Provided data -
------------------------------------------------------------------------

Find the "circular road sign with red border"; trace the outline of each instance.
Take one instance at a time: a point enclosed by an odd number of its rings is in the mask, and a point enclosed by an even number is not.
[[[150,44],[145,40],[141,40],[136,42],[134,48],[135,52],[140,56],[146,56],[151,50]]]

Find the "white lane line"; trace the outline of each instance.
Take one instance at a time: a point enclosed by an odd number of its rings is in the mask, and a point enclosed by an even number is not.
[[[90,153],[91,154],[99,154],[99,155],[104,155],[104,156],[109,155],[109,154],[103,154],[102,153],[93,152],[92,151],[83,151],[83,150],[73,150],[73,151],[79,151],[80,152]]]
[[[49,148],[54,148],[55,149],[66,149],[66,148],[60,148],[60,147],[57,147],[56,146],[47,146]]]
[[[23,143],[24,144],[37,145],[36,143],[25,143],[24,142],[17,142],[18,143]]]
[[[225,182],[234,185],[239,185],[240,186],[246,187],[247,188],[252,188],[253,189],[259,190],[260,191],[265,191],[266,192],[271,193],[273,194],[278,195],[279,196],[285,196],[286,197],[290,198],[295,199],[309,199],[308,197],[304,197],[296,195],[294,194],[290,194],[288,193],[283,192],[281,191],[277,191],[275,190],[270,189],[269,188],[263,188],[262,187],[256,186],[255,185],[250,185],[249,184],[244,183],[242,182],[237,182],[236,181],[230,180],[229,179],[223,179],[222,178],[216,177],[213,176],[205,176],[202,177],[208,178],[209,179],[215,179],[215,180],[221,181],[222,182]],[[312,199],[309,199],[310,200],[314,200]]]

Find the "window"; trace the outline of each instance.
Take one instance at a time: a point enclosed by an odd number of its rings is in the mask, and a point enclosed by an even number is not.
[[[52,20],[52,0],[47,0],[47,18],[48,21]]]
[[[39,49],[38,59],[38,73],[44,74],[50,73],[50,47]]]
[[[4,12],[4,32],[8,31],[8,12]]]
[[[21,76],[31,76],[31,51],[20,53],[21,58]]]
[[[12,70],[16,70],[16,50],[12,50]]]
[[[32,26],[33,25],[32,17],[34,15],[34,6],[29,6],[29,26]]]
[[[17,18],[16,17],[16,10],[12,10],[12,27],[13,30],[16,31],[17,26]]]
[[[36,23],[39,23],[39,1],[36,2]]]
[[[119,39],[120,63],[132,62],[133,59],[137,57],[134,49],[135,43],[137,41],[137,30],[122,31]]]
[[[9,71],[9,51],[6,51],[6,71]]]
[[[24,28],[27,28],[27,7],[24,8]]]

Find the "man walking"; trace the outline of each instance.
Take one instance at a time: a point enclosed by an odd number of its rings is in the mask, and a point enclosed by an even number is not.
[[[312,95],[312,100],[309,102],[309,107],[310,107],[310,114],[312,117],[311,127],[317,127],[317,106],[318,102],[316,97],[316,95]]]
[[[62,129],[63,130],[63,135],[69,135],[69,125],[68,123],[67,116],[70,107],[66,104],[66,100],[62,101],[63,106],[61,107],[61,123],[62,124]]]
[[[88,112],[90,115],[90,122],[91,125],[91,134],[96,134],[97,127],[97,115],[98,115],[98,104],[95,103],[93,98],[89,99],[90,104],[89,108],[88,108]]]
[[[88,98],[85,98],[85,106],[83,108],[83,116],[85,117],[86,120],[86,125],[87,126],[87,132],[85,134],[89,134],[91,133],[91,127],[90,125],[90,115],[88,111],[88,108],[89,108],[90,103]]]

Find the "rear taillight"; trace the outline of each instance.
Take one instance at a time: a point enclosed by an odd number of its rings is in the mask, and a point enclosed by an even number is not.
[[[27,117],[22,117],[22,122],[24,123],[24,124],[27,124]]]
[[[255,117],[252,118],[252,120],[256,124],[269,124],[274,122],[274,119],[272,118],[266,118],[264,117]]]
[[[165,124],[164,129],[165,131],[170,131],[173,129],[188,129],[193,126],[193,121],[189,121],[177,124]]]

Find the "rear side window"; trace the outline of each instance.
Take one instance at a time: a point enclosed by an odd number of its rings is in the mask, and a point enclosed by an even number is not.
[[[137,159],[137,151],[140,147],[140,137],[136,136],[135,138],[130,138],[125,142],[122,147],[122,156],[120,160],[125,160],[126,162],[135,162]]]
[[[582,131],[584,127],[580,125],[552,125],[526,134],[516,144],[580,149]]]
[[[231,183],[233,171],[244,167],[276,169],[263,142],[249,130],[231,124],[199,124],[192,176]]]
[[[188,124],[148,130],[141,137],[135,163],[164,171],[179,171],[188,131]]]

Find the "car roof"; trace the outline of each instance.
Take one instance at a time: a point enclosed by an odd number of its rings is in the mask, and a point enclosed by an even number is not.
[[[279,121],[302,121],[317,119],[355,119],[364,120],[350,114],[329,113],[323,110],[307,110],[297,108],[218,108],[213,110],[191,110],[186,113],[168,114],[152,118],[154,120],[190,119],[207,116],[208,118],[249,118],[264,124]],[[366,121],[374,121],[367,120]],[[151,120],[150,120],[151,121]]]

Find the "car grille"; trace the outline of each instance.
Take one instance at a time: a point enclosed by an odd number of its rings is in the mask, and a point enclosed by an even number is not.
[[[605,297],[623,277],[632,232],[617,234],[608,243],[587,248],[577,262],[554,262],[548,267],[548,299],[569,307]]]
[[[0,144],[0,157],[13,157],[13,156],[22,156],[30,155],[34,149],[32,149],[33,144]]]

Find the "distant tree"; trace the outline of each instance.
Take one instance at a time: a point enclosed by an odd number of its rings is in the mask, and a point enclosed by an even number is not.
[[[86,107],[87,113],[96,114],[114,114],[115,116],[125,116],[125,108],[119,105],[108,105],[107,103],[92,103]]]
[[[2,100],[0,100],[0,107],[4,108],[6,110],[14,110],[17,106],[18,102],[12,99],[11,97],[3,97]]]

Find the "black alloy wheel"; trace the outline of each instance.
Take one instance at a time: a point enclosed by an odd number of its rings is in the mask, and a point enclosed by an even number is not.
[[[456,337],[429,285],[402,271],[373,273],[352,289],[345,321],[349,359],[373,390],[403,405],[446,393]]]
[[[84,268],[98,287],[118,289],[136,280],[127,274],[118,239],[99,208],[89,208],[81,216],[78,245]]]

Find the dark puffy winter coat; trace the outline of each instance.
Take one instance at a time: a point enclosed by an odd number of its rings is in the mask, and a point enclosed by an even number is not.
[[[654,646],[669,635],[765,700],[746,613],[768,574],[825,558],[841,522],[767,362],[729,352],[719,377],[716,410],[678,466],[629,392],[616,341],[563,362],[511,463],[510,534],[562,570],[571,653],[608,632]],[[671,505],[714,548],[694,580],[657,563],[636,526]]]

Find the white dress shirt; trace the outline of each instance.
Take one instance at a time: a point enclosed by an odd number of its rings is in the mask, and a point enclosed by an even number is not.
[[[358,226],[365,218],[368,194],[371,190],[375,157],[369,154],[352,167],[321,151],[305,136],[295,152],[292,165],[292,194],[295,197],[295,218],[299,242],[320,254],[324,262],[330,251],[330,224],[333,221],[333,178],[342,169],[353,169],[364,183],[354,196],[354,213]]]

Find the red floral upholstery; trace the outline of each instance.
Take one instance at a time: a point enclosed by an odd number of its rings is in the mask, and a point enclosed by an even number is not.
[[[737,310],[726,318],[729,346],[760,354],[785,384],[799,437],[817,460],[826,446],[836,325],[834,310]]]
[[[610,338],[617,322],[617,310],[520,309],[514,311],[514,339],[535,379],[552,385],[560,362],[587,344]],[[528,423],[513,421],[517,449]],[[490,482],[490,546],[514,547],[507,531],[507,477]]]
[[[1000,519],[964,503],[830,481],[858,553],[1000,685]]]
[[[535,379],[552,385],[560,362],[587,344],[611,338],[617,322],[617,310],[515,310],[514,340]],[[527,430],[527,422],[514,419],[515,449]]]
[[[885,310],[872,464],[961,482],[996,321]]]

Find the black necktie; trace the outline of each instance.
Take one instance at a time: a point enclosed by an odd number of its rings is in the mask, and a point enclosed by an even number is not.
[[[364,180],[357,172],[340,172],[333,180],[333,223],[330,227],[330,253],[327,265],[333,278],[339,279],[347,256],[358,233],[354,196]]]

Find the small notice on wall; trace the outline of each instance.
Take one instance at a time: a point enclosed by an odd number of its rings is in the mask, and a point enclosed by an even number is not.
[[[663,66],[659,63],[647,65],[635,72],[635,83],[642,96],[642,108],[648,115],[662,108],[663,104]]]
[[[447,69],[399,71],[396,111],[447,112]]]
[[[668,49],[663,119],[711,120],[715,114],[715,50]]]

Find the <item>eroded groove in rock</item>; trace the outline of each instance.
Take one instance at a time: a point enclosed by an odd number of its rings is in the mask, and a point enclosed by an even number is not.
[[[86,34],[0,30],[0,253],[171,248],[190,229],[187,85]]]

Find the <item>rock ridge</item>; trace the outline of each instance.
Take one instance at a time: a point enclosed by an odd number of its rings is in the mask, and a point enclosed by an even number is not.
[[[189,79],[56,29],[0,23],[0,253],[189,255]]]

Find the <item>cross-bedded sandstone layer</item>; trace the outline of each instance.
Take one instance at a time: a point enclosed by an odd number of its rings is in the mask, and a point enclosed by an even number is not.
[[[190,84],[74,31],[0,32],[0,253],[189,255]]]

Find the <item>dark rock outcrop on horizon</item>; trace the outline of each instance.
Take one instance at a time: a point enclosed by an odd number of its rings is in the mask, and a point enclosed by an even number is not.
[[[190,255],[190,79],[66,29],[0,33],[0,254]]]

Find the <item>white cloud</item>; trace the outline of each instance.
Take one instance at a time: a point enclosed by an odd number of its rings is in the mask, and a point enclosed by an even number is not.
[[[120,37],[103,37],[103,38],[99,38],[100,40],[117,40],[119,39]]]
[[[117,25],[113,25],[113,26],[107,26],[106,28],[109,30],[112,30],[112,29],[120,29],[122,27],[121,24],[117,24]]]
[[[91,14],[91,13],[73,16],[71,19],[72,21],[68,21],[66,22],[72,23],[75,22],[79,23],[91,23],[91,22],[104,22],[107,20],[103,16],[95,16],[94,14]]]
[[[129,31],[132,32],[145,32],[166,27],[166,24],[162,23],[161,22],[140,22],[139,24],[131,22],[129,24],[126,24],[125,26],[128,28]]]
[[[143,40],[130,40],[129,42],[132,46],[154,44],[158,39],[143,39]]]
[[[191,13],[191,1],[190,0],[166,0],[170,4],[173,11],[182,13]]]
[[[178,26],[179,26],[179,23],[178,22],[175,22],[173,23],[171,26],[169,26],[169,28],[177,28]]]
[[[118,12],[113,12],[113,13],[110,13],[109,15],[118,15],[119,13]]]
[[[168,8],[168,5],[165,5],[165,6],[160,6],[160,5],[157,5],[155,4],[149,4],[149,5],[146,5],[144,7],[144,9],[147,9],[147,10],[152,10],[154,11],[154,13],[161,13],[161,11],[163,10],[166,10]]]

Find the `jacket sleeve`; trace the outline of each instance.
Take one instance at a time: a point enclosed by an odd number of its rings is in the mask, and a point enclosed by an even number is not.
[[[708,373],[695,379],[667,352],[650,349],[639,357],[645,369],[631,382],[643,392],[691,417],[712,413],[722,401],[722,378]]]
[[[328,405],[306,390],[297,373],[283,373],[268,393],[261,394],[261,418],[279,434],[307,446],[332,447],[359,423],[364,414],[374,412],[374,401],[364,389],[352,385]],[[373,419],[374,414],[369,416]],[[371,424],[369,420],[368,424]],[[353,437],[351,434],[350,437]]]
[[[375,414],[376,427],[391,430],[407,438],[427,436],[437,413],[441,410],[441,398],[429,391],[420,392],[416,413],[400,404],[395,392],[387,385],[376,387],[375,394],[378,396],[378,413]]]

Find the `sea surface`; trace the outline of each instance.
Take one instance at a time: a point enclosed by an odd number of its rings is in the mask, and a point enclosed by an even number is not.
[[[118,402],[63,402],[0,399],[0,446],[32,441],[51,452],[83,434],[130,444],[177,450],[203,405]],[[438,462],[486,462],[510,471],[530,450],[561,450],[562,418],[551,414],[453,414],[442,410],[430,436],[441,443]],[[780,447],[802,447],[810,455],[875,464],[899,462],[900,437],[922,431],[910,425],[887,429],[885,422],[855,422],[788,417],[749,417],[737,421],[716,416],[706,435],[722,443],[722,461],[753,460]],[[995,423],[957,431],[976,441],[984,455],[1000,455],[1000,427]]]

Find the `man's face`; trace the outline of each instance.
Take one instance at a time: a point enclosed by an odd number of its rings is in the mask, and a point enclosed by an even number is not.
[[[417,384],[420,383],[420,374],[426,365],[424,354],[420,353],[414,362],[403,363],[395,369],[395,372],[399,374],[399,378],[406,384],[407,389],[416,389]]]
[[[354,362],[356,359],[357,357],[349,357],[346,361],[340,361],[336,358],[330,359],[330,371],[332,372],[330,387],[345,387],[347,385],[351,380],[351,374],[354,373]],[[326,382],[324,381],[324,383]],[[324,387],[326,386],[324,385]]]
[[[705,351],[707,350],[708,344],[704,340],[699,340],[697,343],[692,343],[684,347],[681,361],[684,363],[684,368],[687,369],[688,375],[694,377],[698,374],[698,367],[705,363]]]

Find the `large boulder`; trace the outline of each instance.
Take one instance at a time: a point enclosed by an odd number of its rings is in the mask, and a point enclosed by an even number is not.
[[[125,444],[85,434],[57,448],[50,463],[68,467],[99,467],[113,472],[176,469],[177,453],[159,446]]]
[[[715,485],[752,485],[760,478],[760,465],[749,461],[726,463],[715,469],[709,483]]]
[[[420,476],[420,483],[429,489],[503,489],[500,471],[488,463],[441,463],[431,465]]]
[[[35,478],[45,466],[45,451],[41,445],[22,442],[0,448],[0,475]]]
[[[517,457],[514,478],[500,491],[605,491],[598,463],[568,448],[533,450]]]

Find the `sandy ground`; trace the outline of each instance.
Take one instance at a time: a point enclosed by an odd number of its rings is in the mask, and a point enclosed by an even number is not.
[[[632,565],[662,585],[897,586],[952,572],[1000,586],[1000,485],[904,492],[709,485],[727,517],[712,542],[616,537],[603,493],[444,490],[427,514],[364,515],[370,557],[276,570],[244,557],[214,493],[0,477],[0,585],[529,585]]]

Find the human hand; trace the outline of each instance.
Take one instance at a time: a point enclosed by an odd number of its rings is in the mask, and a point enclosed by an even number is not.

------------------------------------------------------------------------

Short problem - Starting at the line that contains "Find the red" and ending at the line that contains "[[[189,79],[56,29],[0,23],[0,253],[189,255]]]", write out those lines as a JSON list of strings, one string per line, leaving out blank lines.

Solution for this problem -
[
  "Find the red floral upholstery; trace the outline of each instance.",
  "Take one instance at a time: a point enclosed by an odd number of its rings is in the mask, and a point enclosed by an even number is not.",
  "[[[737,310],[726,318],[729,346],[760,354],[785,384],[799,437],[817,460],[826,446],[836,325],[834,310]]]",
  "[[[610,338],[617,322],[617,310],[520,309],[514,311],[514,339],[535,379],[552,385],[560,362],[587,344]],[[528,423],[513,421],[517,449]],[[490,482],[490,546],[514,547],[507,531],[507,477]]]",
  "[[[1000,519],[964,503],[830,481],[858,553],[1000,685]]]",
  "[[[535,379],[552,385],[560,362],[587,344],[611,338],[617,322],[617,310],[515,310],[514,340]],[[527,430],[527,422],[514,419],[515,449]]]",
  "[[[885,310],[872,464],[961,482],[996,321]]]",
  "Find the black necktie; trace the outline of each instance.",
  "Take one instance at a time: a point enclosed by an odd number of its rings is in the mask, and a point enclosed by an even number is not.",
  "[[[364,180],[357,172],[340,172],[333,180],[333,223],[330,227],[330,253],[327,265],[333,278],[339,279],[347,256],[358,233],[354,196]]]",
  "Find the small notice on wall; trace the outline of each instance.",
  "Take one instance at a time: a point enclosed by an odd number of its rings is in the mask, and a point enclosed by an even number is not.",
  "[[[663,66],[659,63],[647,65],[635,72],[635,83],[642,96],[642,108],[648,115],[662,108],[663,104]]]",
  "[[[447,69],[399,71],[396,111],[447,112]]]",
  "[[[668,49],[663,119],[711,120],[715,114],[715,50]]]",
  "Find the <item>eroded groove in rock</item>; trace the outline of each instance.",
  "Take one instance at a time: a point enclosed by an odd number of its rings is in the mask, and a point enclosed by an even number is not.",
  "[[[86,34],[0,30],[0,253],[171,248],[190,229],[187,85]]]",
  "Find the <item>rock ridge</item>; trace the outline of each instance.",
  "Take one instance at a time: a point enclosed by an odd number of its rings is in the mask, and a point enclosed by an even number is not.",
  "[[[189,79],[56,29],[0,23],[0,253],[189,255]]]"
]